BEGIN Records for the exercise

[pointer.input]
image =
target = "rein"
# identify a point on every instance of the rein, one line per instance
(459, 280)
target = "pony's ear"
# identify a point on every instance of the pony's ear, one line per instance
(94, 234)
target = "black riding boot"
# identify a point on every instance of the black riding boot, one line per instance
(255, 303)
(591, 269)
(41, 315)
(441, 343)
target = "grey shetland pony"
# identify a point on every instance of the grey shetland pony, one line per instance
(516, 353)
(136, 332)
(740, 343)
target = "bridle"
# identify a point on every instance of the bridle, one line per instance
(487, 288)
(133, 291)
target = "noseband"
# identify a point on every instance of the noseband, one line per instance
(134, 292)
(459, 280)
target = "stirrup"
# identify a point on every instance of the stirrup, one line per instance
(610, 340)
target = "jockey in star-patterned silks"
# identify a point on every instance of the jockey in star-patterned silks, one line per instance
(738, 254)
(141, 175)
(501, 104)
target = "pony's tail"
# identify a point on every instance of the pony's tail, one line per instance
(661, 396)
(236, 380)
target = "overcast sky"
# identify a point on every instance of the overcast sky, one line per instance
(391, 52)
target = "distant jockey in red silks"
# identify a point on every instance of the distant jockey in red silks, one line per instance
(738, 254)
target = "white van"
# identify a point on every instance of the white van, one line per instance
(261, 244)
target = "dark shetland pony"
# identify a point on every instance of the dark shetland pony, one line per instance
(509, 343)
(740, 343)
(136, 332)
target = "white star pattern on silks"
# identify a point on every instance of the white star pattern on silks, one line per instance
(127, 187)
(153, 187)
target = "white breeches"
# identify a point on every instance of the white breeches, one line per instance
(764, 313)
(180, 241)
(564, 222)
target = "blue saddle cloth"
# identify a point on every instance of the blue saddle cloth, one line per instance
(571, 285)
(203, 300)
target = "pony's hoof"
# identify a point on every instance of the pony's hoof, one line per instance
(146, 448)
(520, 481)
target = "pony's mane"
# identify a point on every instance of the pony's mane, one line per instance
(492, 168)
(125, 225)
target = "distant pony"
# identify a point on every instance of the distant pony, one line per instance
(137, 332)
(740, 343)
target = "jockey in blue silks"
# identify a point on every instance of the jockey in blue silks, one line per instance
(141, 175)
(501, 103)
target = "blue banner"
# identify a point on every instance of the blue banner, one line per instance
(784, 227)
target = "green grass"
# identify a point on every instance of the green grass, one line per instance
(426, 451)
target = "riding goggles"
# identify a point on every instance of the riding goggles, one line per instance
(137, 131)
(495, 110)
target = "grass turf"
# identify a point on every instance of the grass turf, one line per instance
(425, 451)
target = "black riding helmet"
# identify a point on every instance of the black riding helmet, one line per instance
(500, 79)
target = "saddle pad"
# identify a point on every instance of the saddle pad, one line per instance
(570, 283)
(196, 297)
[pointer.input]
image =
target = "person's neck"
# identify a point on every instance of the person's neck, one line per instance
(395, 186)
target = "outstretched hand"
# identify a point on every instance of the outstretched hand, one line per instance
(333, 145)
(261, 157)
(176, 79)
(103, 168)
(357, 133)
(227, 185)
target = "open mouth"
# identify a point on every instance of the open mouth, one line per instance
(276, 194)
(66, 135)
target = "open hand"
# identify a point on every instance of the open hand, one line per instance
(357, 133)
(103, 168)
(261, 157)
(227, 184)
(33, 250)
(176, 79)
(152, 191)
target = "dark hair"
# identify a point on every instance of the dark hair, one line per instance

END Records for the exercise

Using the material above, print every entry exactly as written.

Full answer:
[pointer.input]
image =
target = "rein"
# identify a point on every instance of the rein, one line per instance
(459, 280)
target = "pony's ear"
# identify a point on every instance of the pony's ear, one line per instance
(94, 234)
target = "black riding boot"
# identify a point on every instance of the black riding boot, one line per instance
(255, 303)
(591, 269)
(41, 315)
(441, 343)
target = "grey shetland pony"
# identify a point on every instance of the grey shetland pony, one line per instance
(516, 353)
(136, 332)
(740, 343)
target = "bridle"
# identify a point on every instance of the bridle, one line per instance
(487, 288)
(133, 291)
target = "noseband"
# identify a point on every instance of the noseband, one line per instance
(134, 292)
(459, 280)
target = "stirrup"
# identify a point on every instance of the stirrup, one line per instance
(610, 340)
target = "jockey in star-patterned silks"
# identify a point on every instance of the jockey in star-patterned silks, one line per instance
(738, 254)
(141, 175)
(501, 104)
target = "pony's tail"
# identify a point on every instance of the pony's tail, one line per instance
(661, 396)
(236, 380)
target = "overcast sky"
# identify a point on every instance of the overcast sky, one line per instance
(391, 52)
target = "distant jockey in red silks"
# identify a point on every instance of the distant jockey in red silks, one line per instance
(738, 254)
target = "white van"
# identify a point on every instance of the white van, one line per instance
(261, 244)
target = "dark shetland pony"
# identify a point on every instance of the dark shetland pony, one line per instance
(509, 343)
(740, 343)
(136, 332)
target = "white star pattern on silks"
# identify a point on every instance of the white star pattern on silks, one line per instance
(127, 187)
(153, 187)
target = "white breeches"
# identify a point on every instance of the white breeches, one line per instance
(764, 313)
(180, 241)
(564, 222)
target = "blue saddle cloth"
# identify a point on every instance of the blue saddle cloth, one line per instance
(571, 285)
(203, 300)
target = "pony's hoof"
# identify a point on every instance of the pony's hoof, one line per instance
(146, 448)
(520, 481)
target = "pony's mane"
# identify a point on every instance of the pony's mane, one line per instance
(492, 168)
(125, 225)
target = "distant pony"
# identify a point on every instance of the distant pony, one line per instance
(137, 332)
(740, 343)
target = "jockey in blue silks"
# identify a point on every instance of the jockey in blue silks, one line per instance
(141, 175)
(501, 103)
target = "blue banner"
# identify a point on every instance of the blue banner, one line per instance
(784, 227)
target = "green grass"
# identify a point on every instance of the green grass, one line per instance
(426, 451)
target = "riding goggles"
# identify a point on every instance of the riding goggles, one line per instance
(137, 131)
(495, 110)
target = "grass turf"
# identify a point on every instance of the grass turf, one line per instance
(425, 451)
target = "black riding helmet"
# identify a point on every instance of the black riding helmet, one line per instance
(500, 79)
target = "saddle pad"
# identify a point on every instance of the saddle pad, one line per instance
(570, 283)
(196, 297)
[pointer.input]
image =
target = "person's neck"
# identify a point on every instance of the person's neck, one line per instance
(395, 186)
target = "outstretched hand"
# identify a point on every instance of the outstretched hand, one line per instance
(333, 145)
(261, 157)
(176, 79)
(103, 168)
(357, 133)
(227, 185)
target = "open mouth"
# identify a point on every instance of the open mouth, one line per instance
(276, 194)
(66, 135)
target = "open hand"
# identify a point on every instance of the open hand, one line per instance
(357, 133)
(103, 168)
(261, 157)
(227, 184)
(33, 250)
(176, 79)
(152, 191)
target = "dark hair"
# identify a point on every instance of the dark hair, one line per instance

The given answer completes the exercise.